Please extract every line of the items below that contains the word "lamp", and copy each of those lines in full.
[Start Data for this exercise]
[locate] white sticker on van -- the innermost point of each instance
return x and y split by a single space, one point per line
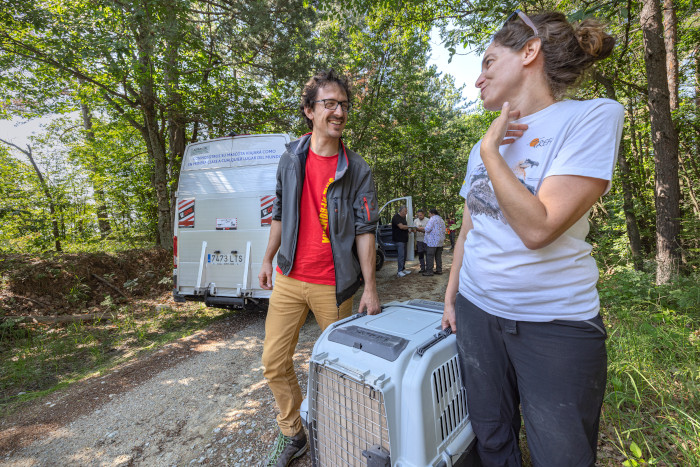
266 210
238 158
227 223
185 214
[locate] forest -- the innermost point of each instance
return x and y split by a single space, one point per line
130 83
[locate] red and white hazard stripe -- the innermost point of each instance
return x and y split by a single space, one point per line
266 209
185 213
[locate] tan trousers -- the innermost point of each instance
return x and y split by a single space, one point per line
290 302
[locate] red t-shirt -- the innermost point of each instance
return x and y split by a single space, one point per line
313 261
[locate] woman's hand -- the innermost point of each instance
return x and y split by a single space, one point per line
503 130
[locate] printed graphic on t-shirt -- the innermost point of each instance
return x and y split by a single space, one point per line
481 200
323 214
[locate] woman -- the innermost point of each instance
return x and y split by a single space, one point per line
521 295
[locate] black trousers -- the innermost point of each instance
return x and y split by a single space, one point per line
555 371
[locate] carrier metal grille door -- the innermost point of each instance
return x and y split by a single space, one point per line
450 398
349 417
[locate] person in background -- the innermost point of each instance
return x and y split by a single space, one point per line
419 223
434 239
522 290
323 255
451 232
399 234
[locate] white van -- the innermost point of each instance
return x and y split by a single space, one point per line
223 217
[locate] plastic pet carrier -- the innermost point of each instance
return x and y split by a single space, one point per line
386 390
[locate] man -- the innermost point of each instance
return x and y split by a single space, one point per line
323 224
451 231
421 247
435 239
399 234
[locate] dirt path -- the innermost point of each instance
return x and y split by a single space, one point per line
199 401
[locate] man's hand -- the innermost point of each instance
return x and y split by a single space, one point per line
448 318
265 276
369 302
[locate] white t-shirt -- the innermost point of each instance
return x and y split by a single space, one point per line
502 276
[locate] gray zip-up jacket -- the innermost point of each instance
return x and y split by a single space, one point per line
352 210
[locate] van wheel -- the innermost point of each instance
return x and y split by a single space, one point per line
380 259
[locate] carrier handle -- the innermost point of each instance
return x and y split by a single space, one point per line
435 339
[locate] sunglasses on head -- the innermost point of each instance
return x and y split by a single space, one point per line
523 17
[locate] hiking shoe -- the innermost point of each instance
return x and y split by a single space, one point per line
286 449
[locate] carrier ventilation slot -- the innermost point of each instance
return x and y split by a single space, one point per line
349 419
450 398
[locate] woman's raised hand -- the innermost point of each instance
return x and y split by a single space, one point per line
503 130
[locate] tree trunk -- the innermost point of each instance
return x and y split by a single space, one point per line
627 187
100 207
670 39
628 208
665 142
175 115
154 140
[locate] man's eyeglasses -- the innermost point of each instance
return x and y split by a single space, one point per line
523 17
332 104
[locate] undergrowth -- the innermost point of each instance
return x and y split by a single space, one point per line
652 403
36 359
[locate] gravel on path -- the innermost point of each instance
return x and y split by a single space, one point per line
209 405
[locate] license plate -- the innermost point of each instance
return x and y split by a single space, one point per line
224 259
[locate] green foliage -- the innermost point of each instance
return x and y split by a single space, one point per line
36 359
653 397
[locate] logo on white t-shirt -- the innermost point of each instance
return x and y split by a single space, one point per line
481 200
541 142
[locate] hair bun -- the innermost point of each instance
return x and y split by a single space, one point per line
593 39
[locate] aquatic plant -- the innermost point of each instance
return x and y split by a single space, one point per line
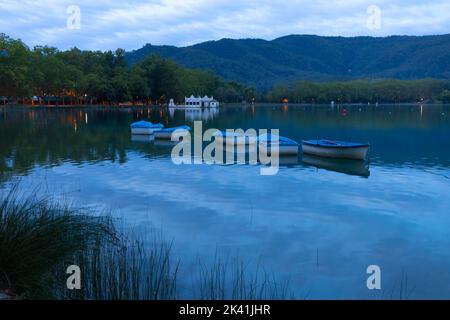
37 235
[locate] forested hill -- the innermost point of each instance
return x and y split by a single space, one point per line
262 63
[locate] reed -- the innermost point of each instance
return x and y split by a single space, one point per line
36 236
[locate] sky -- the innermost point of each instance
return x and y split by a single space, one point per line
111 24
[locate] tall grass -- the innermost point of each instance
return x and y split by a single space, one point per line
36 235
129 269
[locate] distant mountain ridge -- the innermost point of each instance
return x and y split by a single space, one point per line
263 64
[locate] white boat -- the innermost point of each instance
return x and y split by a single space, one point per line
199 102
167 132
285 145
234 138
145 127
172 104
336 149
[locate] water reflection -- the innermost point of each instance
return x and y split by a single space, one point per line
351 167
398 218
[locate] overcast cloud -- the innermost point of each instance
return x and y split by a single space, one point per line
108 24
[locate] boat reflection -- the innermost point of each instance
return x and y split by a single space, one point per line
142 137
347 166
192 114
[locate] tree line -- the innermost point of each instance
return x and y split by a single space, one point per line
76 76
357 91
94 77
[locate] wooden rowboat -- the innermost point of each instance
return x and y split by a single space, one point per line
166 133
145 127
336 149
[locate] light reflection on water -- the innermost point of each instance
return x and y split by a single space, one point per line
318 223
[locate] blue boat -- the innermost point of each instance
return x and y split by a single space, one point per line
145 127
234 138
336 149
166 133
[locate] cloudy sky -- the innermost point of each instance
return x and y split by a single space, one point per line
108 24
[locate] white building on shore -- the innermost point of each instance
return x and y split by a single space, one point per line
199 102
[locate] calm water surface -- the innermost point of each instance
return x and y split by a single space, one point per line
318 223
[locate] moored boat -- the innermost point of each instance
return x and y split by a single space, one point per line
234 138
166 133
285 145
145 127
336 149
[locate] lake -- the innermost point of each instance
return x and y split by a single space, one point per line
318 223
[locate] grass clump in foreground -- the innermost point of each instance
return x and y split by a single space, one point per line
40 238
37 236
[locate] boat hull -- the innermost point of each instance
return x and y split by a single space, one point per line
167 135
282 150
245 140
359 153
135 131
[End Data for this exercise]
[Start Data for this exercise]
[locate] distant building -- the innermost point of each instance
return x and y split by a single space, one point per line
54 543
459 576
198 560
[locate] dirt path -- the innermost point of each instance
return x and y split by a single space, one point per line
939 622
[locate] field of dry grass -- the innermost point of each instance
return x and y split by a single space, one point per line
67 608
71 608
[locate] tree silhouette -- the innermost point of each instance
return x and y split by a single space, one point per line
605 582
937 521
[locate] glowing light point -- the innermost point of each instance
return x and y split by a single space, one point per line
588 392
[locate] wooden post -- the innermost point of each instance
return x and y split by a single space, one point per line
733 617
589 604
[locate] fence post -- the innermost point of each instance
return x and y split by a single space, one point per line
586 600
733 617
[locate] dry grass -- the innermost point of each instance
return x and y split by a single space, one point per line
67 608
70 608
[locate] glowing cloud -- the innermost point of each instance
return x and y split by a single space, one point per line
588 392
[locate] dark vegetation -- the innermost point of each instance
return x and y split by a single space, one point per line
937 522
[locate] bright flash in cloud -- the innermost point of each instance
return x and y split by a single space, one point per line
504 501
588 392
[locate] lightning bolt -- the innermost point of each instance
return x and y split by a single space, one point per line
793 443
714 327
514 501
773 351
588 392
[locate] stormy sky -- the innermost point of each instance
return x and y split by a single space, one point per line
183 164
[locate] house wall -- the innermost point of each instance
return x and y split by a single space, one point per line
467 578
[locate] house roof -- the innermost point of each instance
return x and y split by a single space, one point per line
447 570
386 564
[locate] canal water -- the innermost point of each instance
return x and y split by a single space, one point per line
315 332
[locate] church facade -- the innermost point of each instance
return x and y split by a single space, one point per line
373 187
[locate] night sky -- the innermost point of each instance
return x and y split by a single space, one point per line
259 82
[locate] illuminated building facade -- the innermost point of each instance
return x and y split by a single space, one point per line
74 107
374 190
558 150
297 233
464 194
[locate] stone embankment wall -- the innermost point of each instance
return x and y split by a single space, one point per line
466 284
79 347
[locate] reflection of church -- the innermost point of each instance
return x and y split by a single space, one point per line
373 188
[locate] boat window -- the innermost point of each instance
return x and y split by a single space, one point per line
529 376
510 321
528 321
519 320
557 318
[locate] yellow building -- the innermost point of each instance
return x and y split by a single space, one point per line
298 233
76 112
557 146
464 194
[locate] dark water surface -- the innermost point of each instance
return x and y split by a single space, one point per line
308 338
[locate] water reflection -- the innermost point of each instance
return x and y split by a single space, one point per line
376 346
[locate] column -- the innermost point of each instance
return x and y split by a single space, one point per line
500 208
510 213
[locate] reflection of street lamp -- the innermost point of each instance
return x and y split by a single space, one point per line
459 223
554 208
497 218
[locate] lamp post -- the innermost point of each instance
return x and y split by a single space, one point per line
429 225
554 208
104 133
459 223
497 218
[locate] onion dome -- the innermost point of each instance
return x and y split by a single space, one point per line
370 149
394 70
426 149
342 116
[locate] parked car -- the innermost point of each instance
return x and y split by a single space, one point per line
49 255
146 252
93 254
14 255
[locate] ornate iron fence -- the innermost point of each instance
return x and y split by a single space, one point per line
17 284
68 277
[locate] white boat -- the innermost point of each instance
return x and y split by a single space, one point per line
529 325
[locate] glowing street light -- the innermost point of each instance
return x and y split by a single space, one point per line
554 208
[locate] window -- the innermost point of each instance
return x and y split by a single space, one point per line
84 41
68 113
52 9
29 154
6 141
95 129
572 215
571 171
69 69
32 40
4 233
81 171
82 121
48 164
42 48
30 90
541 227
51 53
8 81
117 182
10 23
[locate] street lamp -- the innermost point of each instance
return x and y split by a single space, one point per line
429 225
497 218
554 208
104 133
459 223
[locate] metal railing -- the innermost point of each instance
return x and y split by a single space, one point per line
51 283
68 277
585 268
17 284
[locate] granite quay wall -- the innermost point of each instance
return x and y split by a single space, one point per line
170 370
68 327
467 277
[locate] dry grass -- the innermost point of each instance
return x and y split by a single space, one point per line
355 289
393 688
[End Data for this exercise]
Answer.
[locate] reflection of street lamp -- the innermost point of each instance
[locate] lamp post -- the innermost point of each instance
[locate] street lamp -- the innermost point of each instance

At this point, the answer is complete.